EXERCISE: The full listing, exactly as written and with no images, is the expected output.
=== Section Start ===
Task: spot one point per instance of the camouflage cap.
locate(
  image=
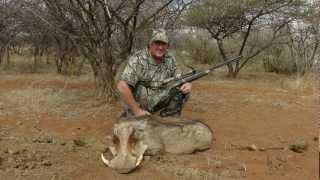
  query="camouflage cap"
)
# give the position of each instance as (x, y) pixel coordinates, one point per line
(159, 35)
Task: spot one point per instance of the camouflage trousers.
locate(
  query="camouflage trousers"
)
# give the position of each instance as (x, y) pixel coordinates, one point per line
(174, 103)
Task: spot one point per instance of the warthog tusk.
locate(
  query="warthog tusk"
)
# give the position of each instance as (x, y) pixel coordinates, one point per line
(105, 161)
(139, 160)
(113, 150)
(144, 148)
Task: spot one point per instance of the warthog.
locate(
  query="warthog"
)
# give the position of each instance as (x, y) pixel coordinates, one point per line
(152, 135)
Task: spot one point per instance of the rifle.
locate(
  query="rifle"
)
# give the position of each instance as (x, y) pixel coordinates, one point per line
(172, 83)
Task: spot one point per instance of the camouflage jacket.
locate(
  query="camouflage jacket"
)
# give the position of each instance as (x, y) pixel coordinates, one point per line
(145, 76)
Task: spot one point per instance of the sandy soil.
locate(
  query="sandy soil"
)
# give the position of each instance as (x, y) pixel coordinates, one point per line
(53, 127)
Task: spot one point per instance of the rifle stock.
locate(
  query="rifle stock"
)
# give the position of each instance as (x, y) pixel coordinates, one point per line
(171, 83)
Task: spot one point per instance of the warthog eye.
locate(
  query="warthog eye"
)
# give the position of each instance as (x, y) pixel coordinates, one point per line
(132, 140)
(115, 140)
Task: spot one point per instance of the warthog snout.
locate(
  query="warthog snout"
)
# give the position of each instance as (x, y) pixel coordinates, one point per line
(151, 135)
(126, 150)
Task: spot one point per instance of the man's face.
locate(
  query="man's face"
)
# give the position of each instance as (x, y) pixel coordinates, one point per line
(158, 49)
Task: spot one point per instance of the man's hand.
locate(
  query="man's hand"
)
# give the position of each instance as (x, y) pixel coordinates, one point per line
(141, 112)
(186, 88)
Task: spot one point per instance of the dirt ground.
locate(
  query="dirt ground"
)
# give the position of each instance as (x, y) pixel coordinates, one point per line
(53, 127)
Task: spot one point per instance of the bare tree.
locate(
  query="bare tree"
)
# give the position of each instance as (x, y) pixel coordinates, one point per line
(238, 19)
(103, 31)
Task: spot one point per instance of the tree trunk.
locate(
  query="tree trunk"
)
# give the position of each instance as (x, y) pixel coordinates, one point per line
(104, 80)
(223, 54)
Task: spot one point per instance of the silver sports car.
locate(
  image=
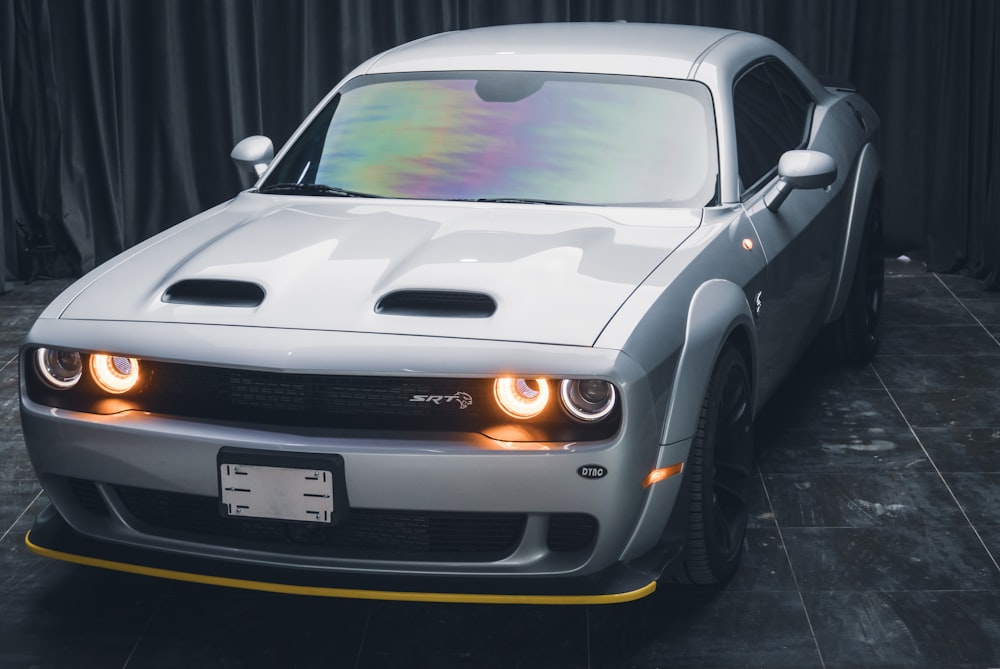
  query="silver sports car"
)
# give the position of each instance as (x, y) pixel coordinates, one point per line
(493, 326)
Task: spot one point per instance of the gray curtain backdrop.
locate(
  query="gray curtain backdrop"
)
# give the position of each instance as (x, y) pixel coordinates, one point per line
(117, 116)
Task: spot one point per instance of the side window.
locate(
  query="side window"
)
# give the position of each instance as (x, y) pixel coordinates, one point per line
(771, 114)
(797, 101)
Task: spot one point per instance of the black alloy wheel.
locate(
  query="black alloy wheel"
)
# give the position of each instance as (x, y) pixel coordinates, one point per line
(721, 465)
=== Section End ===
OUTPUT OF THE EXERCISE:
Task: spot one point per instance of the camouflage cap.
locate(
  image=
  query="camouflage cap"
)
# give the position of each instance as (x, y) pixel coordinates, one point per line
(159, 35)
Task: spot one point per instance of the camouflage trousers.
locate(
  query="camouflage trousers"
)
# give the position of each instance as (x, y) pixel coordinates, one point per line
(174, 103)
Task: spot one point per instance of the warthog tusk.
locate(
  query="warthog tusk"
)
# give the position of each instance as (x, y) pixel coordinates, one point per line
(105, 161)
(139, 160)
(113, 150)
(144, 148)
Task: spot one point per instance of the warthog.
locate(
  query="warthog"
)
# give the position of each instance as (x, y) pixel coordinates, one point per line
(152, 135)
Task: spot one point per instance of the rifle.
locate(
  query="rifle"
)
# give the position of each instance as (x, y) pixel coordinates, one point per line
(172, 83)
Task: spot one point per instance of the camouflage jacket.
locate(
  query="camouflage jacket"
)
# give the position of each instance as (x, y) pixel coordinates, one point per line
(145, 76)
Task: spot one point per instance of the sandy soil.
locate(
  query="sandy soil"
)
# give the position of each instance as (x, y) pixel coordinates, one point per line
(53, 127)
Task: spot one point per instance of the rifle stock.
locate(
  query="rifle stock"
)
# give the position of each instance as (x, y) pixel coordinates, one point per line
(171, 83)
Task: spot one point per instance of the warthog eye.
locate(
  query="warthog eye"
)
# give the position of each instance as (x, y) pixel coordinates, one point per line
(132, 140)
(115, 140)
Task: spot one point per instance of the warthog snout.
locate(
  query="warthog snout"
)
# give the position of each instance as (x, y) pixel coordinates, one point per line
(151, 135)
(126, 150)
Task: spot one point per instance of the man's face.
locate(
  query="man's face"
)
# give the position of each instance as (x, y) pixel coordinates, one point per line
(158, 49)
Task: spot one point per instance of the man's hand.
locate(
  query="man's hand"
)
# give the position of each instance as (x, y) pixel coordinates, one point per line
(141, 112)
(186, 88)
Task: spot one point per instance of the dirt ground.
locate(
  query="dirt ground"
)
# give the position of each instance as (x, y) pixel coordinates, one point per line
(53, 127)
Task: spot one point per instance of the bare tree.
locate(
  query="bare tree"
)
# give the position of each instance as (x, y) pixel coordinates, one point per line
(238, 19)
(103, 31)
Task: spot one point per instance of the tree trunk.
locate(
  query="tree trunk"
)
# give the position of each instance as (x, y) pixel coordinates, one point per line
(104, 80)
(223, 54)
Task: spot one point per instance of the silver sports car.
locate(
  image=
  query="silver sports car"
)
# give the position of each instance as (x, y) pixel coordinates, one point per line
(493, 326)
Task: spot one point per instance of the gray curtain backdrop.
locate(
  query="gray curtain backdrop"
)
# give the position of each instance as (x, y) pixel coordinates, one point per line
(117, 116)
Task: spot one point per instance of the side window.
locate(
  query="side window"
)
# give the position of each instance as (x, y) pixel coordinates, one point per line
(771, 114)
(797, 101)
Task: spot one point per instance of the black alloy wheel.
locate(
  query="black alloy wheel"
)
# give the position of each instance as (x, y) pixel coordinates, one point per line
(721, 465)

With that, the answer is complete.